:: TEXTE SOURCE

Après la reconnaissance en juillet 2002 du cornique comme langue minoritaire par les autorités du Royaume-Uni, la langue bretonne, parlée en France par 225 000 locuteurs[1], reste la seule langue celtique moderne à ne pas avoir de statut officiel dans sa zone culturelle.
Caractéristiques générales
Les langues celtiques se caractérisent par un ensemble de mutations spécifiques à partir de l'indo-européen commun.
L'un des traits les plus caractéristiques est l’amuïssement du p à l'initiale et entre voyelles. Ainsi, l'indo-européen *ph₂tḗr «père» (> latin pater, anglais father) devient *ɸatīr en celtique commun, d'où vieil irlandais athair, athir > irlandais athair, gaulois *atir (nominatif), ater (vocatif) ou encore *pŗto- / *pértus «le gué» (> latin portus, anglais ford) devenant *ɸritus en celtique commun, d'où *rrɨd en brittonique (vieux breton rit; vieux cornique rid; vieux gallois rit > gallois rhyd), *rito- en gaulois comme dans l'ancien nom de Limoges, dont la dénomination gallo-romaine est Augustoritum «le gué d'Auguste» ou encore Chambord de *camborito-, le gué sur la courbe du fleuve[2]. Le b n'existant pas à date ancienne, le gʷ i.e. passe généralement à b comme dans le nom du bœuf, irlandais bó, breton buoc'h[2].
Les langues celtiques dans leur ensemble sont affectées par la modification phonétique qui porte le nom de lénition (affaiblissement des consonnes qui se trouvent entre deux voyelles). Ainsi, le mot irlandais beatha «vie» se prononce /ˈbʲahə/[2].
le celtibère, autrefois parlé entre autres dans l'actuelle Aragon ainsi que dans le nord-ouest de la péninsule Ibérique sous le nom de gallaïque, certains linguistes y incluent aussi le lusitain;
le galate, autrefois parlé en Galatie (une région de la Turquie actuelle) (Jérôme de Stridon écrit: «Les Galates parlent la même langue que les Trévires»);
le norique, la langue supposée du Norique (province romaine, à peu près l'Autriche d'aujourd'hui) et de la Slovénie; bien que les preuves soient pratiquement inexistantes.
Le gaélique irlandais, première langue nationale d'Irlande et seule langue celte officielle de l'Union européenne;
le mannois, l'une des langues nationales de l'île de Man.
Ces trois langues dérivent du vieil irlandais, un idiome littéraire important, parlé entre le VIIIesiècle et le Xesiècle).
On mentionne parfois le shelta (la langue des nomades irlandais) (Irish Travellers) comme une langue celtique, mais ce rattachement est impropre: en effet, s'il est exact que le vocabulaire de cette langue présente un fort fond issu de l'irlandais, la grammaire de cette langue est basée sur l'anglais; ceci en fait plutôt une langue germanique à fort apport lexical gaélique.

::::
:: MATÉRIEL FOURNI

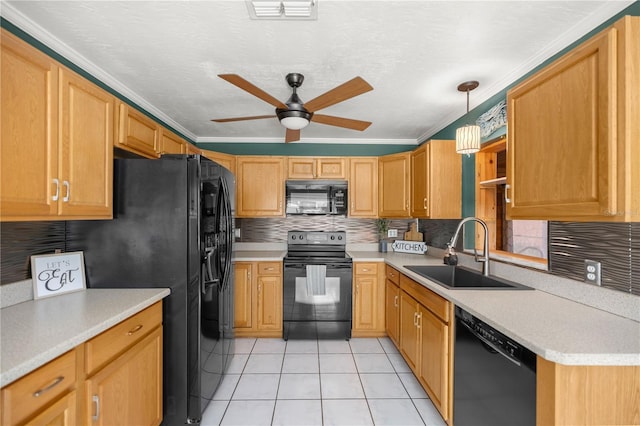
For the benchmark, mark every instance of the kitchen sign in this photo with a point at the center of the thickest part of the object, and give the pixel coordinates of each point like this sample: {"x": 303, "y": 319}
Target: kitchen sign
{"x": 55, "y": 274}
{"x": 414, "y": 247}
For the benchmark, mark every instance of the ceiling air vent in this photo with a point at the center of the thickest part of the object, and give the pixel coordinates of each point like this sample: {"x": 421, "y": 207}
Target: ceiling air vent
{"x": 286, "y": 9}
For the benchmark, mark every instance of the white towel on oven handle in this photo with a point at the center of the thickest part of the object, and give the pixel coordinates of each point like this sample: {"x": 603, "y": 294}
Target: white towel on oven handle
{"x": 316, "y": 275}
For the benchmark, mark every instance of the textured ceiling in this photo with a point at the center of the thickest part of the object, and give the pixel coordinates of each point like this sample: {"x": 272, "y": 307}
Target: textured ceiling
{"x": 165, "y": 56}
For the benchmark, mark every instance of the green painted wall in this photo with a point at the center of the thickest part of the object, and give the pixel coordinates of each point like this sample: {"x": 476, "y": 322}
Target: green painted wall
{"x": 449, "y": 132}
{"x": 312, "y": 149}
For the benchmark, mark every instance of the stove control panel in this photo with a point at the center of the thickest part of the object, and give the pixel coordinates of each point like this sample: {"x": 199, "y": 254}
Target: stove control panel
{"x": 317, "y": 237}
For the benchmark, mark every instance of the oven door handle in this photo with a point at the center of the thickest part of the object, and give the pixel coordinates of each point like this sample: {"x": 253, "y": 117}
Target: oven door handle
{"x": 485, "y": 342}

::::

_CONSIGNE_
Poursuivez le texte sur les langues celtiques à partir de sa dernière phrase.

_RÉPONSE_
Les langues brittoniques (terme inventé au XIXesiècle) dérivent de la langue bretonne antique parlée dans l'île de Bretagne par les Bretons, dès avant la conquête romaine jusqu'à l'invasion saxonne, et de son éclatement en plusieurs dialectes, puis langues, un peu sur le modèle du latin et des langues romanes.
Les langues brittoniques sont généralement réduites à trois:
le gallois, langue nationale du Pays de Galles; au début du Moyen Âge on parlait aussi des formes de vieux gallois ailleurs dans les îles britanniques. Le gallois est également parlé dans certaines communautés en Argentine.
le cornique, parlé comme langue communautaire en Cornouailles jusqu'à la fin du XVIIIesiècle (cette langue était considérée comme éteinte, mais elle connaît de nos jours un renouveau);
le breton, langue de la partie occidentale de la Bretagne. Proche cousin du cornique, il est classé comme langue celtique insulaire. Bien qu'une influence historique du gaulois sur le breton soit possible, on ne saurait vraiment le prouver.
Il ne faut cependant pas oublier:
le cambrien dans le Gododdin, le Rheged, l'Elmet et le Strathclyde, royaumes de l'Écosse du sud-ouest et de l'Angleterre du nord-ouest, jusqu’au Moyen Âge. La littérature d'Aneurin et Taliesin, poètes de ces contrées, est souvent assimilée à de la littérature galloise, puisque le gallois n'est à l'origine que le nom donné à la langue brittonique de Galles;
D'autres cas sont mentionnés par les spécialistes:
d'après une hypothèse de T. F. O'Rahilly, l'ivernique dans le Leinster en Irlande, parlé dans l’Antiquité;
le gaulois, parfois classé aujourd'hui au sein d'un supra-groupe gallo-brittonique (Léon Fleuriot, Pierre-Yves Lambert);
le picte, si tant est qu'il n'existait qu'une seule langue picte, est considéré également par certains chercheurs (d'autres y voient une langue pré-celtique non indo-européenne) comme une langue brittonique, mais la question est encore très controversée[réf.nécessaire]. Les Gallois nomment d'ailleurs le picte Brithwr.
Taxinomie des langues celtiques
Le schéma présenté ci-dessus[4] ne représente qu'une possibilité taxonomique. La division des langues celtiques modernes en deux catégories, gaélique et brittonique, est certaine. Mais un nombre de celticistes défend une hypothèse selon laquelle le brittonique et le gaulois constitueraient un groupe à part (les langues celtiques-P), laissant le celtibère et le gaélique dans un groupe celtique-Q. Cette notation est fallacieuse car la lettre Q n'existe ni en irlandais ni en gaélique écossais. Cette classification repose essentiellement sur le traitement du *kw hérité de l'indo-européen: en celtique-P ce phonème devient /p/, tandis qu'en celtique-Q demeure / kw/. On illustre cette différence par les mots pour «tête»: penn en breton, ceann en irlandais (où ‹c› note /k/).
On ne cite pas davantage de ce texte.